Primo
das palavras
Wanderlino
Arruda
Cada um tem o gosto que tem, isto
é, gosta do que quer gostar,
tem suas preferências de como
melhor ocupar o tempo, viver a vida,
dar vida à existência.
Quem gosta de comer, comer muito,
fica gordo, e às vezes até
uma gorda bonita, luzidia, com gordurinhas
bem distribuídas para ninguém
botar defeito. Quem gosta de resolver
os problemas do mundo, saber de tudo,
acompanhar a vida pública e
íntima das personagens principais
do atual drama do Brasil e do Mundo,
sai à rua, lê jornais,
freqüenta o "quarteirão
do povo". Quem aprecia de corpo
e alma fazer negócios, tomar
e emprestar dinheiro, comprar e vender
loterias, ver gente alegre e gente
cansada, fica na Praça Doutor
Carlos, do lado da Rua Quinze e na
descida da Doutor Santos, pois, lá
tem de tudo. A vida e o viver estão
aí desde quando amanhece o
dia até a madrugada, para quem
queria deleitar... ou sofrer...

> [O QUE SE PEDE]
Responda, por favor, com base no trecho da página:
(a) O que acontece com quem gosta de comer muito?
(b) O que faz quem gosta de resolver os problemas do mundo?
(c) Onde fica quem aprecia fazer negócios?

> [LISTAGEM EXTRAÍDA]
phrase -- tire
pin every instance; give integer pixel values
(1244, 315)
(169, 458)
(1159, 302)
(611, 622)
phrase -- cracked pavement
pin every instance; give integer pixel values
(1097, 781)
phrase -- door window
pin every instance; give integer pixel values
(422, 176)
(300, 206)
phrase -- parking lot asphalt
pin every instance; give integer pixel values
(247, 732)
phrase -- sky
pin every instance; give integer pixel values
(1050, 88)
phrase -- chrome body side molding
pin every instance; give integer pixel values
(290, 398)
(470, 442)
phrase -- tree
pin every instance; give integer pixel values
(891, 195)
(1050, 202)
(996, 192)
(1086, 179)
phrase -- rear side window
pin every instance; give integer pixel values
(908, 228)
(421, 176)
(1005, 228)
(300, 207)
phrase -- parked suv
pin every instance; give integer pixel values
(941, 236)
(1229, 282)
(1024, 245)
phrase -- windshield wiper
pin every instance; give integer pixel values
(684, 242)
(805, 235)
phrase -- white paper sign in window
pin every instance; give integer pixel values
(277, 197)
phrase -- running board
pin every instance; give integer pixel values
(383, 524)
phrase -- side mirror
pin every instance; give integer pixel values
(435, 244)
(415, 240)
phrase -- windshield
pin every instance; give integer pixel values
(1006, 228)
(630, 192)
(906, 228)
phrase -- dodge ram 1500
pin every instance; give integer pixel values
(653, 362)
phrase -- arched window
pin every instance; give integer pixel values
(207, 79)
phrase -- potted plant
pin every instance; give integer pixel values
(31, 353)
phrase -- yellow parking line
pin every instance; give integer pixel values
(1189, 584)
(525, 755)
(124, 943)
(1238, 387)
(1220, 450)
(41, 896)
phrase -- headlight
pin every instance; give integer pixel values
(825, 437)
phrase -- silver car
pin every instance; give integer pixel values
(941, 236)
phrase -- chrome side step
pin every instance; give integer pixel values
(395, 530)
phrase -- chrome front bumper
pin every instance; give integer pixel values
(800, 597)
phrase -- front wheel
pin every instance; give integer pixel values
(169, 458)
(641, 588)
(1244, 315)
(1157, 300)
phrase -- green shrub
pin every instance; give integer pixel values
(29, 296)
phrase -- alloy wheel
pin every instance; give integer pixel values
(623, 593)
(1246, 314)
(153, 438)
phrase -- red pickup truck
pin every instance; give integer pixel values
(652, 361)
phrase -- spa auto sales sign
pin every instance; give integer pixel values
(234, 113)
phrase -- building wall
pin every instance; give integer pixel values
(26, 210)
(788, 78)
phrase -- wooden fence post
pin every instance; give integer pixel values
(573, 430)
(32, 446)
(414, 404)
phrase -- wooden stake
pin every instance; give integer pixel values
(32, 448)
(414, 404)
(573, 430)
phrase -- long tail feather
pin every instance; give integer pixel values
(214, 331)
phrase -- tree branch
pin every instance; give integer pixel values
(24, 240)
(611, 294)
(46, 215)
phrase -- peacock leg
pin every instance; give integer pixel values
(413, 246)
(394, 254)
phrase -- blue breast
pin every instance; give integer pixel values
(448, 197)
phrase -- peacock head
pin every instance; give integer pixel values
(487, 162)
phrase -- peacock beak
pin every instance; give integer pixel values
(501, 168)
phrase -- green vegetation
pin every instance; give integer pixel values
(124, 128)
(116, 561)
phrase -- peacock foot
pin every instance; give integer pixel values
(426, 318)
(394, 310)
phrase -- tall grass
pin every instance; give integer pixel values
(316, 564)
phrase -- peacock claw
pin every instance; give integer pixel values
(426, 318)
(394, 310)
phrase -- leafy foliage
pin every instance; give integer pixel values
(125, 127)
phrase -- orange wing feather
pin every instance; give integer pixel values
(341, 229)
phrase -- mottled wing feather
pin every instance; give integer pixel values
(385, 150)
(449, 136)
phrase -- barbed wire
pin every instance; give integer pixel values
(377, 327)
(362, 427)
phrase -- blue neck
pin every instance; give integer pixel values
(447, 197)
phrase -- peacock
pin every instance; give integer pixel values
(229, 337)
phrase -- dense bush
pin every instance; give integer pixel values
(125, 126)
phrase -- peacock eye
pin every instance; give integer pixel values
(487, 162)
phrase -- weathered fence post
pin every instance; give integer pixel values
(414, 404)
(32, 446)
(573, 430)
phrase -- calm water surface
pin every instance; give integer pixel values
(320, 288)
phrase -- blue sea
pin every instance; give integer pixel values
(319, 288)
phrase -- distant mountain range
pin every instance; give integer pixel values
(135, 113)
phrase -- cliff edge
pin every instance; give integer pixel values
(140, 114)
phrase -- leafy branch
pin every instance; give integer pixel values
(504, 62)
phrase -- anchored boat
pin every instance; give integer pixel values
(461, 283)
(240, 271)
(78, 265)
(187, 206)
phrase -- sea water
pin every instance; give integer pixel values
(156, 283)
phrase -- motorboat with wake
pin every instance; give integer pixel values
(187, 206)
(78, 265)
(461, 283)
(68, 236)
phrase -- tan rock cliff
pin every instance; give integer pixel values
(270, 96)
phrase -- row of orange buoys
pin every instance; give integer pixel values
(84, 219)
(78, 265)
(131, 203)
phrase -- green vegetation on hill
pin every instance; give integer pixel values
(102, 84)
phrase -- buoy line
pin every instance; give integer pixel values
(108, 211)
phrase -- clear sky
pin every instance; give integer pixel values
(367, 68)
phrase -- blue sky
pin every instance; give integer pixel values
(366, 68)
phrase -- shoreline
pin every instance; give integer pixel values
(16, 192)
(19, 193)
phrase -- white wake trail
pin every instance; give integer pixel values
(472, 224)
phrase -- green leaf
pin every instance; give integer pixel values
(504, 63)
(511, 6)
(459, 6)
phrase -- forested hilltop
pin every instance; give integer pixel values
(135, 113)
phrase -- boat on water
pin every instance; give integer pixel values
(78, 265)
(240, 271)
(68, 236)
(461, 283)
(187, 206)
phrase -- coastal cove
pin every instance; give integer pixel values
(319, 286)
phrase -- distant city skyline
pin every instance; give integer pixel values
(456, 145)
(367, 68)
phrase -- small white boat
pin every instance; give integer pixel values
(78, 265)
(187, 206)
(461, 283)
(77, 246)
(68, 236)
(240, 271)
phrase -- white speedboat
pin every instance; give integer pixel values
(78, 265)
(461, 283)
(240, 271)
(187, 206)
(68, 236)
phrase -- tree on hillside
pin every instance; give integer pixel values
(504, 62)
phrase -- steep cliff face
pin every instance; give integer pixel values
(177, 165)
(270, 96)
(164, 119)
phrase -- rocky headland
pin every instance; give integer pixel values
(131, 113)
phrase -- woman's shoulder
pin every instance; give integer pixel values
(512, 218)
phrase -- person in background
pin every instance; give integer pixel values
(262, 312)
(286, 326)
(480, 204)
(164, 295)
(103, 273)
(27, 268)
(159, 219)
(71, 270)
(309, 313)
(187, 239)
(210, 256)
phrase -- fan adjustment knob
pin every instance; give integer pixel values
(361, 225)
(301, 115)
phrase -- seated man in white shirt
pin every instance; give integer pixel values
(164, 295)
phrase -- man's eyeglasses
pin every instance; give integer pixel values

> [RESPOSTA ESCRITA]
(a) Fica gordo.
(b) Sai à rua, lê jornais e freqüenta o "quarteirão do povo".
(c) Na Praça Doutor Carlos, do lado da Rua Quinze e na descida da Doutor Santos.